Continúa el texto sobre Calles y la renuncia de Ortiz Rubio a partir de su última oración.

Bloque de texto
——————

Advertido, primero; convencido, después, de que Ortiz
Rubio no podía continuar en la presidencia, Calles inició una
serie de consideraciones y consultas con sus allegados, sin manifestarse en pro o en contra de la posible renuncia del
Presidente.
Esta actitud reflexiva y cautelosa de Calles no se debió a la
justa comprensión que tenía acerca del valimiento que era la
estabilidad para el Estado mexicano. Debióse, de una manera
directa y efectiva a que él, Calles, era el responsable tanto de la
presidenciabilidad de Ortiz Rubio, cuanto de aquel nuevo
sistema de partidos sin caudillos, que había propuesto y llevado
a la práctica como medio para salvar al país de la tradicional
autoridad del caudillismo. Calles, pues, en medio de aquella
responsabilidad nacional, quiso apartarse de la escena, para
probar que Ortiz Rubio se bastaba a sí mismo; pero tanto
arreció el descontento entre los políticos, que primero con
mucho comedimiento; después, con señalada resolución, se
dispuso a servir de enlace entre el gobernante agobiado por las
pretensiones de sus colaboradores y los ministros exaltados por
las ambiciones.
Sin embargo, aquella tarea de responsabilidad personal y de
respetabilidad hacia el Jefe del Estado que representaba Calles,
no fue bien vista por el mundo popular de México; pues se
acrecentó la idea de que Calles era, ya sin reservas, el individuo
que mandaba sobre las determinaciones del Presidente, y con
ello empezó a aceptarse como realidad un régimen de Maximato
que sólo correspondía al vocabulario oficial y cortesano. De tal
aceptación general al disgusto de la población nacional, sólo
hubo un paso. Con esto, para el país, tan detestable parecía
Ortiz Rubio, como detestable Calles, y debido a lo mismo hizo
aparición la indignación pública; ahora, como la política y el
Estado habían castigado muy cruentamente a la República y sobre todo a los hombres principales de la República política,
faltaron los héroes para encauzar tal indignación, que desembocó
en rumores y blasfemias, en difamaciones y profecías,
siempre ajenas a la realidad.
Así las cosas, y aceptado que hubo la conveniencia de la
renuncia de Ortiz Rubio y de elegir un presidente substituto.

——————

Líneas de datos
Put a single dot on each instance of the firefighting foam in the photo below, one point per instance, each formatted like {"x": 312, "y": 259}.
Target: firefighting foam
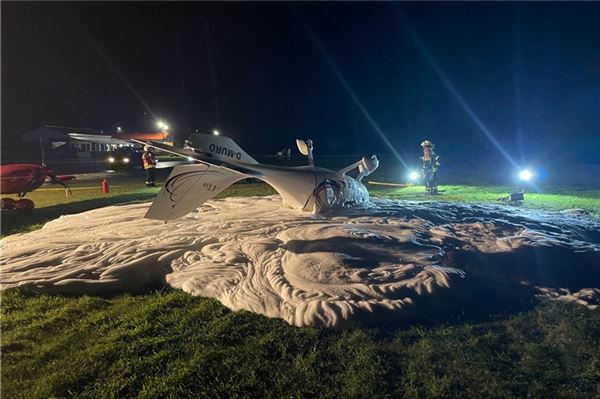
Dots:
{"x": 380, "y": 263}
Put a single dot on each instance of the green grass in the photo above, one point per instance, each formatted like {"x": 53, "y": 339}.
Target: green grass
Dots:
{"x": 169, "y": 344}
{"x": 552, "y": 199}
{"x": 165, "y": 343}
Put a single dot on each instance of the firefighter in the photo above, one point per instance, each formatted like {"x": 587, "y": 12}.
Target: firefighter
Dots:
{"x": 431, "y": 164}
{"x": 149, "y": 161}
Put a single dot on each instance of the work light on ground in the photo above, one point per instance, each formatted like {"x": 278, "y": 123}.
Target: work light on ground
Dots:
{"x": 525, "y": 175}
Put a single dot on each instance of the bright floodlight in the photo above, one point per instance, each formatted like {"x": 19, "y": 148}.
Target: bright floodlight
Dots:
{"x": 525, "y": 174}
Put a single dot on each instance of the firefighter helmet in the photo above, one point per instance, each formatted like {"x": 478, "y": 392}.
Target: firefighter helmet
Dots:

——————

Resultado del ejercicio
Calles, desinteresado por su futuro personal y apartándose de las
procesiones populares o supuestas populares, que siempre
habían sido el punto de apoyo para su fuerza y poder políticos,
no quiso al principio intervenir en la designación del suplente
constitucional de Ortiz Rubio; pero fueron tantos los peligros
que para México se presentaron al acercarse la crisis, que al fin
procedió a examinar las posibilidades que para el bienacepto
nacional podían tener como presidentes substitutos el general
Joaquín Amaro o el ingeniero Alberto J. Pani.
Aquel correspondía, ora por sus prendas revolucionarias, ora
por su jerarquía en el ejército a los hombres más distinguidos y
honorables de la primera etapa de la Revolución. El segundo.
representaba la inteligencia osada y placentera; también a la
exaltación de la inspiración creadora, aunque llevada a la organización
de una plutocracia.
No obstante las cualidades de Pani y Amaro, aparte de sus
yerros, tenían muchos enemigos. La historia de la vida de Pani
no era de aquellas capaces de convencer a los políticos ni al
pueblo; y aunque tanto en los defectos como en las cualidades
de tal hombre había señalada exageración, no por ello podía
dejarse de sentir los reflejos de su historia. Y por lo que respecta
a Amaro, éste era de tanta rectitud, que para los líderes
políticos, generalmente inclinados a las flexibilidades, maniobreos
y negocios administrativos, significaba una figura un
poco discordante, disasociada de los compromisos, combinaciones
y tramposerías, más traviesas que malvadas de los
tiempos y de los hombres. Tales, pues, eran los juicios, ya atrevidos,
ya falsos, de que se servían las circunstancias, para ahogar
o desquiciar los valores humanos y políticos.
Esto no obstante, todavía podía el Partido Nacional Revolucionario y el propio Calles echar mano de otros hombres, de los tantos importantes que surgieron con la Revolución. Entre tales, figuraba en la primera línea, el general Abelardo L. Rodríguez.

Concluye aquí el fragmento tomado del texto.